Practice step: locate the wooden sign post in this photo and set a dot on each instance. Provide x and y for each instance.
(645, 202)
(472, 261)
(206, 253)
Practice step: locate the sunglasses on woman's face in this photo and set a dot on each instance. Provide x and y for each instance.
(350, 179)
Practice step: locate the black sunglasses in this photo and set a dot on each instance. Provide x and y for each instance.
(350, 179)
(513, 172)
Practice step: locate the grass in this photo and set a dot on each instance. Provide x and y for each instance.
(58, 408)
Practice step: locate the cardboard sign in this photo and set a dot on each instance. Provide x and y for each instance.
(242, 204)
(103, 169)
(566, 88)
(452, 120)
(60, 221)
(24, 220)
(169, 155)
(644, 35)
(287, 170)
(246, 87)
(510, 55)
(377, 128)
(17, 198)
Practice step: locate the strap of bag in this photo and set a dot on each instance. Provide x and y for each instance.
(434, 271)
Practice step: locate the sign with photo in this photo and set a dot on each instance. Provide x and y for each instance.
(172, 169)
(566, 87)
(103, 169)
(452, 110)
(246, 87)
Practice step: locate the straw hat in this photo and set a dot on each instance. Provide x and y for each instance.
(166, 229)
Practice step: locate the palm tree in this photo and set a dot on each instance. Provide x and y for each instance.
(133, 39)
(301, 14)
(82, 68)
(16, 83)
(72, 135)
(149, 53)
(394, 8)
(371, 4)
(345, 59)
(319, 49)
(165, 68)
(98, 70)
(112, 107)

- EXERCISE DIRECTIONS: An exact reproduction of the material above is required.

- SOLUTION FOR THIS TASK:
Practice step: locate the wooden sign post in this photo and set a dot on each instance. Provide x and y for each instance.
(645, 202)
(472, 261)
(206, 253)
Practice step: locate the sunglasses on woman's face in this photo and set a dot on each instance. Provide x and y for each instance.
(350, 179)
Practice step: locate the black sunglasses in this photo and set a dot on each instance. Provide x and y for each instance.
(350, 179)
(513, 172)
Practice step: locate the grass in this photo and set a dot on each instance. Provide x and y for each instance.
(58, 408)
Practice step: locate the cardboard sign in this photo and set a dot on each instance. Provide x and y for each instance.
(242, 204)
(103, 169)
(566, 88)
(452, 120)
(60, 221)
(24, 220)
(169, 155)
(644, 35)
(287, 170)
(246, 87)
(510, 55)
(377, 128)
(17, 198)
Practice step: locate the strap of bag in this photo and set a dot on each instance. Provide x and y for each instance.
(434, 271)
Practice step: locate the sign with photo in this photo and set a dot on each instance. Provide x and y for each instance.
(172, 169)
(566, 87)
(103, 169)
(452, 110)
(246, 87)
Practice step: locate the straw hat in this photo and set a dot on each instance. Provide x and y for each instance.
(166, 229)
Practice step: locate the palm tree in this photo and set a dot on each instance. Provide x and y for each instance.
(133, 39)
(301, 14)
(82, 68)
(16, 83)
(72, 135)
(149, 53)
(394, 8)
(371, 4)
(345, 59)
(319, 49)
(165, 68)
(98, 70)
(112, 107)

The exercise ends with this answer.